EXTRACTED INFORMATION START
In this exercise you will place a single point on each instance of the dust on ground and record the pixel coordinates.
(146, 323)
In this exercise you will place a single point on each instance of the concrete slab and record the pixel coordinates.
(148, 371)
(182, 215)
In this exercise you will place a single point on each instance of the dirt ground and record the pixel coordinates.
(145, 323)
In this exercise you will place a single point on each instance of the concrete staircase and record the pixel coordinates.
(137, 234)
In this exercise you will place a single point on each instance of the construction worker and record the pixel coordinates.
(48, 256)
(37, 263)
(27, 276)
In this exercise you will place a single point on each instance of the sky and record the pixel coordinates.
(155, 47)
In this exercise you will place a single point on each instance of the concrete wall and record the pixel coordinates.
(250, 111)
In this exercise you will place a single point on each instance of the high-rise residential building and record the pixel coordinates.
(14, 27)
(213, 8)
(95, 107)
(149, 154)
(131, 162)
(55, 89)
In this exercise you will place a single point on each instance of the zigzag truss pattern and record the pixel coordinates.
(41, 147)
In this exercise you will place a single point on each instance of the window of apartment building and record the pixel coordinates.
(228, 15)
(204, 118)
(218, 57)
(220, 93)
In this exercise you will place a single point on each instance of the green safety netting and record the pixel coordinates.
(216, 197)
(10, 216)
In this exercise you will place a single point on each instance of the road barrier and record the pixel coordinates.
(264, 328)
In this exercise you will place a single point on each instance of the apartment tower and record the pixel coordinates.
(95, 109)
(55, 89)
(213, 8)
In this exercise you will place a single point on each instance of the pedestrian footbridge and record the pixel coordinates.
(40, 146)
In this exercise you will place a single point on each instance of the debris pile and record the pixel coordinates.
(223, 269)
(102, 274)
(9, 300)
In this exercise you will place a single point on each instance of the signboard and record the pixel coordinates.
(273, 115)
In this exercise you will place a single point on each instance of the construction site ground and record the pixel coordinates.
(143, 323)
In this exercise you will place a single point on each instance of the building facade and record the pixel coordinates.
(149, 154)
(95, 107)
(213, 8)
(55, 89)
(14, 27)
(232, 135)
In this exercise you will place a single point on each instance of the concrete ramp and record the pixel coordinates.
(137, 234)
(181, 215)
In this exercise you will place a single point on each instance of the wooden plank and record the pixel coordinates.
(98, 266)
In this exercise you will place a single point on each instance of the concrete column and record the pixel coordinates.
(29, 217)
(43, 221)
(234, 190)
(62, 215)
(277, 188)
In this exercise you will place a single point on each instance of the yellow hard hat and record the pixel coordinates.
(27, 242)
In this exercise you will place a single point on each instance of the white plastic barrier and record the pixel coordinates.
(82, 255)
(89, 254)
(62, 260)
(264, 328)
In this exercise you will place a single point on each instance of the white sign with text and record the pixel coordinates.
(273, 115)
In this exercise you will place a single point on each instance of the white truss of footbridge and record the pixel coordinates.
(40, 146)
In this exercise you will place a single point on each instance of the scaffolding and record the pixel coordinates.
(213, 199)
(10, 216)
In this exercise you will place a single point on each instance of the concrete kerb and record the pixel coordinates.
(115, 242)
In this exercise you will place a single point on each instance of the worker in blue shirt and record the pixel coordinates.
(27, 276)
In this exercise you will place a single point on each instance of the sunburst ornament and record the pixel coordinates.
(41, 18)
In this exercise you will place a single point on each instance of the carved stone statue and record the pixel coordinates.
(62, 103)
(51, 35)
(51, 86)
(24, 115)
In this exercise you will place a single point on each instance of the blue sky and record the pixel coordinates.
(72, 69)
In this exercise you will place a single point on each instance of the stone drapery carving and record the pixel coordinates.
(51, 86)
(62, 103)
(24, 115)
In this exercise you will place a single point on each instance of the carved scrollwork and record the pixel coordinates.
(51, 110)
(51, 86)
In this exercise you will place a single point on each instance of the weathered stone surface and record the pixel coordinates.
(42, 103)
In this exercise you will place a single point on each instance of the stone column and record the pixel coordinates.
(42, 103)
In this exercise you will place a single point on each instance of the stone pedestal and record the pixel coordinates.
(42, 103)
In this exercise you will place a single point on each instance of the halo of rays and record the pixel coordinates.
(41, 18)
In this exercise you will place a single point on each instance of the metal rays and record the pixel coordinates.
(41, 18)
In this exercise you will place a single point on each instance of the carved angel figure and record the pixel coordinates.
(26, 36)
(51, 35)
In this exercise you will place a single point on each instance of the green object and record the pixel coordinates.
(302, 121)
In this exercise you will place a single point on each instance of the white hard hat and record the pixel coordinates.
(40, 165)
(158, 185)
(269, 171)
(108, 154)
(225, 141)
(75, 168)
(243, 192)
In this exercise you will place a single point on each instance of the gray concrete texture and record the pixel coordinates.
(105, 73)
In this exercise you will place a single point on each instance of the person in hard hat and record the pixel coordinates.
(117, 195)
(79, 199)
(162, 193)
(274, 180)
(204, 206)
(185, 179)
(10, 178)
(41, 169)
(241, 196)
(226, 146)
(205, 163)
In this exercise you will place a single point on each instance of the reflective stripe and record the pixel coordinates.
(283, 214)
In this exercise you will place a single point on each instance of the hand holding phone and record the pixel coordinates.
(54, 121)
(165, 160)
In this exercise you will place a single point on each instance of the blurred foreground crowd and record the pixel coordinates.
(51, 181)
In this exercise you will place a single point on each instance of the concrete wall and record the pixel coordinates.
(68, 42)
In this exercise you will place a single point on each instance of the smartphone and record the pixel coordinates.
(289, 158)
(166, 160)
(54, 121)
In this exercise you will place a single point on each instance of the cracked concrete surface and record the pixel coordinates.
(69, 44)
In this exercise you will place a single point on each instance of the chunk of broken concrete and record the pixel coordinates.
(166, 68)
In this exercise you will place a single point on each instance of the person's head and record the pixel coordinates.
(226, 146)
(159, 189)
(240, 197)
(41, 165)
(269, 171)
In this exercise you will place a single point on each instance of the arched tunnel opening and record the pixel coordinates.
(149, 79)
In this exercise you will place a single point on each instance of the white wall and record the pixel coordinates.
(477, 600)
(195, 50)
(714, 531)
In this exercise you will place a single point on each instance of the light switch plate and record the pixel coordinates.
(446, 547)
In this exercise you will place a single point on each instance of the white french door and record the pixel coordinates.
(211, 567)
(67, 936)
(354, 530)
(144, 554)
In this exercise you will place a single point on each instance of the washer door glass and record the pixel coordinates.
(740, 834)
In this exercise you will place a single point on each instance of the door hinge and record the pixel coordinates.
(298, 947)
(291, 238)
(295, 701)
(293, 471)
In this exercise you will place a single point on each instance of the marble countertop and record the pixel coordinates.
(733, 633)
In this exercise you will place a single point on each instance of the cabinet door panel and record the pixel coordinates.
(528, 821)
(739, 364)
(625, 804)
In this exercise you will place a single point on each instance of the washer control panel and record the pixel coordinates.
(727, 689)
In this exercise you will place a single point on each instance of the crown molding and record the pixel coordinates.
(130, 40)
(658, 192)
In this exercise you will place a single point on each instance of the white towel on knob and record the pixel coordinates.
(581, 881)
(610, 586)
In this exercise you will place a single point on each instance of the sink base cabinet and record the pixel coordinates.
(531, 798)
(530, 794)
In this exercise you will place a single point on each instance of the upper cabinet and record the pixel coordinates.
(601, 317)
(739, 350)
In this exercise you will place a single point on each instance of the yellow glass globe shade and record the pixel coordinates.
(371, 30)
EXTRACTED INFORMATION END
- REQUIRED ACTION -
Please reproduce every line of the material word for word.

- REPLY -
In this exercise you will place a single point on each instance of the dust on ground and record the pixel coordinates.
(146, 323)
In this exercise you will place a single point on each instance of the concrete slab and record the pixel coordinates.
(148, 371)
(182, 215)
In this exercise you will place a single point on each instance of the dirt ground and record the pixel coordinates.
(145, 323)
In this exercise you will place a single point on each instance of the concrete staircase and record the pixel coordinates.
(137, 234)
In this exercise you will place a single point on each instance of the construction worker and record the pixel coordinates.
(48, 256)
(37, 263)
(27, 276)
In this exercise you will place a single point on each instance of the sky and record the pixel coordinates.
(155, 47)
In this exercise you will place a single point on each instance of the concrete wall and record the pixel coordinates.
(250, 111)
In this exercise you will place a single point on each instance of the high-rise residential building and record the pixel coordinates.
(14, 27)
(213, 8)
(95, 107)
(149, 154)
(131, 162)
(55, 89)
In this exercise you will place a single point on each instance of the zigzag truss pattern and record the pixel coordinates.
(41, 147)
In this exercise you will place a single point on each instance of the window of apartment building and record the pixel coordinates.
(228, 15)
(204, 118)
(218, 57)
(220, 93)
In this exercise you will place a single point on each instance of the green safety netting and record the pixel coordinates.
(216, 197)
(10, 216)
In this exercise you will place a single point on each instance of the road barrier and record the pixel coordinates.
(264, 328)
In this exercise you will place a single point on each instance of the apartment tower and record the pixel coordinates.
(95, 109)
(55, 89)
(213, 8)
In this exercise you will place a single point on each instance of the pedestrian footbridge and record the pixel coordinates.
(40, 146)
In this exercise you will place a single point on each instance of the debris pile and record the pixel coordinates.
(223, 269)
(102, 274)
(9, 300)
In this exercise you will place a single point on each instance of the signboard and record the pixel coordinates.
(273, 115)
In this exercise you will place a single point on each instance of the construction site ground and record the pixel coordinates.
(143, 323)
In this exercise you will place a single point on each instance of the building facade and record the pixel coordinates.
(149, 154)
(95, 107)
(213, 8)
(55, 89)
(14, 27)
(232, 135)
In this exercise you will place a single point on each instance of the concrete ramp and record the pixel coordinates.
(137, 234)
(181, 215)
In this exercise you will place a single point on each instance of the wooden plank and record the pixel coordinates.
(98, 266)
In this exercise you will place a single point on each instance of the concrete column and record the pixel coordinates.
(29, 217)
(43, 221)
(234, 190)
(62, 215)
(277, 188)
In this exercise you will place a single point on each instance of the yellow hard hat and record the pixel coordinates.
(27, 242)
In this exercise you will place a single point on each instance of the white plastic barrier and record the pixel coordinates.
(82, 255)
(89, 254)
(62, 260)
(264, 328)
In this exercise you will place a single point on each instance of the white sign with text and record the pixel coordinates.
(273, 115)
In this exercise you will place a single point on each instance of the white truss of footbridge and record the pixel coordinates.
(40, 146)
In this exercise you will place a single point on each instance of the scaffolding and record the pixel coordinates.
(213, 199)
(10, 216)
In this exercise you will place a single point on each instance of the concrete kerb and record the pixel coordinates.
(115, 242)
In this exercise you will place a single point on each instance of the worker in blue shirt and record the pixel coordinates.
(27, 276)
In this exercise you will place a single point on each instance of the sunburst ornament and record the pixel coordinates.
(41, 18)
In this exercise you will place a single point on each instance of the carved stone statue and record the pixel coordinates.
(62, 103)
(51, 35)
(51, 86)
(24, 115)
In this exercise you will place a single point on each instance of the blue sky and record the pixel coordinates.
(72, 69)
In this exercise you will place a single point on each instance of the stone drapery carving and record the pixel coordinates.
(51, 86)
(62, 103)
(24, 115)
In this exercise you will place a single point on each instance of the carved scrollwork and record the pixel coordinates.
(51, 110)
(51, 86)
In this exercise you will place a single point on each instance of the weathered stone surface and record the pixel coordinates.
(42, 103)
In this exercise you will place a single point on each instance of the stone column and record the pixel coordinates.
(42, 103)
In this exercise you will place a single point on each instance of the stone pedestal and record the pixel coordinates.
(42, 103)
In this exercise you will place a single point on each instance of the halo of rays and record the pixel coordinates.
(41, 18)
In this exercise you will place a single point on each instance of the metal rays and record the pixel coordinates.
(41, 18)
In this exercise you will place a single point on each instance of the carved angel figure and record the pixel coordinates.
(26, 36)
(51, 35)
In this exercise you will place a single point on each instance of the green object and record the pixel coordinates.
(302, 121)
In this exercise you will place a single point on each instance of the white hard hat and record the pixel coordinates.
(40, 165)
(158, 185)
(269, 171)
(108, 154)
(225, 141)
(75, 168)
(243, 192)
In this exercise you will place a single point on each instance of the gray concrete texture and record the pixel coordinates.
(105, 73)
In this exercise you will place a single point on each instance of the person in hard hat and record the pixel coordinates.
(117, 195)
(79, 199)
(162, 193)
(274, 180)
(204, 206)
(185, 179)
(10, 178)
(41, 169)
(241, 196)
(226, 146)
(205, 163)
In this exercise you will place a single point on each instance of the reflective stripe and record the pixel coordinates.
(283, 214)
In this exercise you will place a single point on each instance of the hand holding phone and record the pixel coordinates.
(54, 121)
(165, 160)
In this exercise you will place a single point on each instance of the blurred foreground crowd and record the pixel coordinates.
(51, 181)
In this exercise you will place a single point on each instance of the concrete wall and record the pixel coordinates.
(68, 42)
In this exercise you will place a single point on each instance of the smartphone and record the pixel coordinates.
(289, 158)
(166, 160)
(54, 121)
In this exercise you will place a single point on each instance of the cracked concrete surface and record the pixel coordinates.
(69, 44)
In this exercise you will place a single point on each instance of the chunk of broken concrete and record the pixel coordinates.
(166, 68)
In this exercise you will place a single point on each instance of the person's head and record the pixel coordinates.
(226, 146)
(159, 189)
(240, 197)
(41, 165)
(269, 171)
In this exercise you will place a single point on each instance of the arched tunnel opening and record the pixel coordinates.
(149, 79)
In this exercise you will place a single point on each instance of the white wall and record the pixel coordinates.
(477, 600)
(195, 50)
(714, 531)
In this exercise you will place a single point on each instance of the light switch plate and record the pixel coordinates.
(446, 547)
In this exercise you will place a single point on each instance of the white french door and record the pixel coordinates.
(211, 567)
(67, 936)
(354, 530)
(144, 554)
In this exercise you will place a single point on each instance of the washer door glass and record the pixel coordinates.
(740, 834)
In this exercise you will place a single point on each instance of the door hinge and record the pixel coordinates.
(298, 947)
(291, 238)
(295, 701)
(293, 471)
In this exercise you will place a single point on each instance of the marble countertop and record the pixel coordinates.
(733, 633)
In this exercise you will place a single point on each instance of the cabinet door panel and record the pixel coordinates.
(528, 821)
(739, 364)
(625, 804)
In this exercise you will place a single point on each instance of the washer control panel and record the pixel coordinates.
(727, 689)
In this exercise you will place a single point on each instance of the crown molding and record the pixel coordinates.
(130, 40)
(658, 192)
In this exercise you will place a single point on each instance of the white towel on knob and record the pixel coordinates.
(581, 881)
(610, 586)
In this exercise you will place a single point on each instance of the sink base cabinet and record the pixel coordinates.
(531, 798)
(530, 794)
In this exercise you will place a single point on each instance of the upper cabinet and record the pixel coordinates.
(601, 317)
(739, 350)
In this exercise you will place a single point on each instance of the yellow glass globe shade and record the pixel coordinates.
(371, 30)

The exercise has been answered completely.